Task to carry out:
Without the images, write out the whole listing exactly.

################

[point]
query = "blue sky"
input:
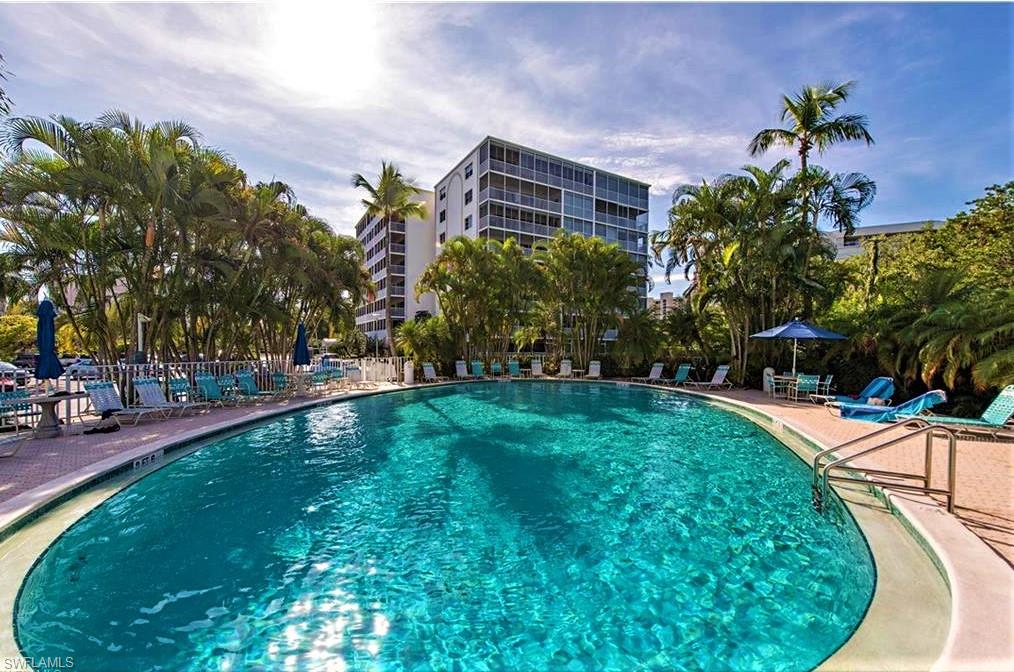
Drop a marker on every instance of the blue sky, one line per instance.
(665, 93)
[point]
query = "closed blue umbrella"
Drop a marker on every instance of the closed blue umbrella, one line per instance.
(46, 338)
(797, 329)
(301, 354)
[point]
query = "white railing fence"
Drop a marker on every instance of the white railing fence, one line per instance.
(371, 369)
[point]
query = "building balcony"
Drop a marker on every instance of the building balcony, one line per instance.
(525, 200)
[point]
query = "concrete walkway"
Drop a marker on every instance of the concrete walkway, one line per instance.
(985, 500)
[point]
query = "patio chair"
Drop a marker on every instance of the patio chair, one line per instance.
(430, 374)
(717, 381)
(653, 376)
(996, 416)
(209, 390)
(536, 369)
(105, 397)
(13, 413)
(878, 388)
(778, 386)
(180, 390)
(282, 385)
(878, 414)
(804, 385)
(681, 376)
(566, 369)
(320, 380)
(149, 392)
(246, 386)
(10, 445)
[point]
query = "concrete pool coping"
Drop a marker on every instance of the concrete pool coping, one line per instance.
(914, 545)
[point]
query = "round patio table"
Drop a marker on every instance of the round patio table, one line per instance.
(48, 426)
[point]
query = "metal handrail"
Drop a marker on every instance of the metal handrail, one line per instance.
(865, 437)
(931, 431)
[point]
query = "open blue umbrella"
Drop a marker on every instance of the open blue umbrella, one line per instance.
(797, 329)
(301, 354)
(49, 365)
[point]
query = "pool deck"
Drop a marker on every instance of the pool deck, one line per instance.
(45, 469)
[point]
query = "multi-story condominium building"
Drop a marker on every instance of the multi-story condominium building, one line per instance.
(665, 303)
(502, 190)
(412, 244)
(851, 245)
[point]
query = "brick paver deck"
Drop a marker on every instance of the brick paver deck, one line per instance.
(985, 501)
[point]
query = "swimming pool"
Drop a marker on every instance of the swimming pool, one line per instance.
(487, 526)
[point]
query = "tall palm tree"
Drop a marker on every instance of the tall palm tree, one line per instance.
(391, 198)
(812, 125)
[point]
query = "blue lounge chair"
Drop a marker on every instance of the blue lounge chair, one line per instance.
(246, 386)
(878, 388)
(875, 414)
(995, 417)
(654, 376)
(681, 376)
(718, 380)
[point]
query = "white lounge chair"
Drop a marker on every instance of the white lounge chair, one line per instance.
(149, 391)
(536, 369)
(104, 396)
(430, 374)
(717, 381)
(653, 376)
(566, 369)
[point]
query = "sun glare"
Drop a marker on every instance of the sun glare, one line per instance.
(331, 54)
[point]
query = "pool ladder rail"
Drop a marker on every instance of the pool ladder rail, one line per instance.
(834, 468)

################

Solution to this task:
[point]
query = "blue sky"
input:
Drop a marker on every instance of the blue sky, one line per instance.
(665, 93)
[point]
query = "closed blue umbrella"
Drop a marker on every instance of the closed blue umbrella, one line per instance.
(46, 338)
(797, 329)
(301, 354)
[point]
query = "white railing fence"
Drop a marker on every instance of the white railing fence, one line per instance.
(371, 369)
[point]
query = "building balcony"
Drop a marker on every instance of the building balcony, one line per instance.
(525, 200)
[point]
query = "concrete walkway"
Drop a marker on every instance of the concrete walkway, one line per instance.
(985, 500)
[point]
query = "patio chair"
Drop a marker on every instance of the patio chair, one line per instance.
(430, 374)
(717, 381)
(653, 376)
(996, 416)
(209, 390)
(536, 369)
(105, 397)
(13, 413)
(878, 388)
(778, 386)
(180, 390)
(282, 385)
(878, 414)
(804, 385)
(681, 376)
(566, 369)
(320, 380)
(149, 392)
(246, 386)
(10, 445)
[point]
query = "concrete pool coping"
Drop a marker on every instance of the concrete pool coping, one line per instance.
(914, 545)
[point]
query = "round patio table"
Drop a marker on every instance of the round patio table, one line per instance.
(48, 426)
[point]
query = "metal handrail"
Drop a marker on every instance of the metal handrail, one line per instance.
(865, 437)
(931, 431)
[point]
query = "open blue umbrella"
Drop a marker on every instance of the open blue umbrella, one line per instance.
(797, 329)
(301, 354)
(49, 365)
[point]
query = "pool deck"
Drop a marker on every instance of the pool deck, one line per instance.
(45, 469)
[point]
query = "multi-story condominium building"
Drop a marker on every instance of the multi-story condominium building, one line per instance.
(665, 303)
(502, 190)
(412, 244)
(851, 245)
[point]
query = "brick paver deck"
Drop a marker on every instance of the brick paver deck, one line per instance.
(985, 501)
[point]
query = "swimming pool"
Drop a marker on every instance of the swimming pool, one line per instance.
(487, 526)
[point]
query = "tall palm tree"
Drop a marker on every instance of the tall palm tree, one line per instance.
(391, 198)
(812, 125)
[point]
query = "blue lounge chair"
Drop a marker on every instance of the blue lounge chair, one line per instance.
(246, 386)
(878, 388)
(875, 414)
(995, 417)
(654, 376)
(681, 376)
(718, 380)
[point]
query = "white lounge chair"
Drop a marker on every instance of the white lounge chair, one line per instance.
(149, 391)
(536, 369)
(104, 396)
(430, 374)
(717, 381)
(653, 376)
(566, 369)
[point]
query = "sun glare"
Drop a marker on every instance of the sun glare, one line per instance.
(331, 54)
[point]
query = "pool ladder rail"
Drop a marker on every instance of the pool ladder rail, one line per instance.
(834, 468)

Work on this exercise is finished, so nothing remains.